• Description of the task
It is required that all of the data be written out exactly.
Segment Start: Provided records
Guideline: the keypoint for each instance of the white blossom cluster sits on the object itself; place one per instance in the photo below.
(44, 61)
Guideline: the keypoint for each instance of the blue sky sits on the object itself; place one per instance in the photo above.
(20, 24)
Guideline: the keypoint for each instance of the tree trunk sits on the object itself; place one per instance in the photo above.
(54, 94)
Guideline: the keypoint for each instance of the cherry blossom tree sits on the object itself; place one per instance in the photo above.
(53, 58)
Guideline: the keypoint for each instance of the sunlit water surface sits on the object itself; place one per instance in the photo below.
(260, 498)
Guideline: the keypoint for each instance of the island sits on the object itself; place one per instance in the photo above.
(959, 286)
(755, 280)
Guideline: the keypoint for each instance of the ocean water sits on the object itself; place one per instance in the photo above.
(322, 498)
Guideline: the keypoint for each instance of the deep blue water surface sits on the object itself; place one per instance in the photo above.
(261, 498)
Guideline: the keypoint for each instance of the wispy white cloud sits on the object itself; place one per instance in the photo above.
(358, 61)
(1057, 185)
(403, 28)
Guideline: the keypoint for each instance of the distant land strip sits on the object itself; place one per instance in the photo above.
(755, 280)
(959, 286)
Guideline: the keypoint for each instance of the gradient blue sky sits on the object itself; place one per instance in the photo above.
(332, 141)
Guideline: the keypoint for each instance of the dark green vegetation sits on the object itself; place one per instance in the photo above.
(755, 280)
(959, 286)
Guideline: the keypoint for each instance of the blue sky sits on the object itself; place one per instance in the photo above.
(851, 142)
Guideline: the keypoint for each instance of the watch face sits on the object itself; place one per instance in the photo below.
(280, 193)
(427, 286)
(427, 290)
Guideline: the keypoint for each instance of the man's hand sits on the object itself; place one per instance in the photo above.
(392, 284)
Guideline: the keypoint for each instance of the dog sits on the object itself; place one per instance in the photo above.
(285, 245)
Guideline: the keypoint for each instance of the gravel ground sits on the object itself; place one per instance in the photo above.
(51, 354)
Segment End: Provided records
• Problem solution
Guideline: the keypoint for each instance of the white blossom cluster sits on the object itself; place one per instance in the photo below.
(44, 61)
Guideline: the keypoint for each instance of the blue sky sits on the object itself; place one per instance in the photo above.
(20, 24)
Guideline: the keypoint for each instance of the tree trunk sits on the object itself; place one per instance in the photo above.
(54, 94)
Guideline: the keypoint for each instance of the cherry blossom tree sits on the object itself; place one per instance in the photo above.
(53, 58)
Guideline: the keypoint for each instance of the sunlit water surface sits on the object itself; place one per instance in the photo below.
(260, 498)
Guideline: the keypoint for each instance of the island sits on the object itself; place one per instance in the photo above.
(959, 286)
(755, 280)
Guideline: the keypoint for each instance of the ocean water sits on the object itself; place one per instance in the photo above.
(322, 498)
Guideline: the keypoint for each instance of the deep blue water surface sits on the object itself; place one per instance in the photo above.
(261, 498)
Guideline: the keypoint for each instance of the wispy white cloud sits on the object itself; place one per instance in the photo above.
(358, 61)
(1057, 185)
(403, 28)
Guideline: the keypoint for each instance of the distant land strip sits on the object itself; place one per instance in the photo above.
(755, 280)
(959, 286)
Guideline: the keypoint for each instance of the gradient blue sky sits on the object itself; place one per instance in the photo above.
(332, 141)
Guideline: the keypoint for each instance of the dark green vegetation sits on the object itself; place one per instance in the photo above.
(755, 280)
(959, 286)
Guideline: the keypoint for each instance of the blue sky sits on the object itself; place one per instance in the photo above.
(851, 142)
Guideline: the keypoint for each instance of the watch face sits on the object itself; place one per instance in the photo below.
(280, 193)
(427, 286)
(427, 290)
Guideline: the keypoint for each instance of the man's hand sits on the object itself; place one per instance in the photo above.
(392, 284)
Guideline: the keypoint for each instance of the dog sits on the object itself; place one per instance in the photo above.
(285, 245)
Guideline: the keypoint for each instance of the gravel ground sits on the object itself; place one per instance in the photo above.
(51, 354)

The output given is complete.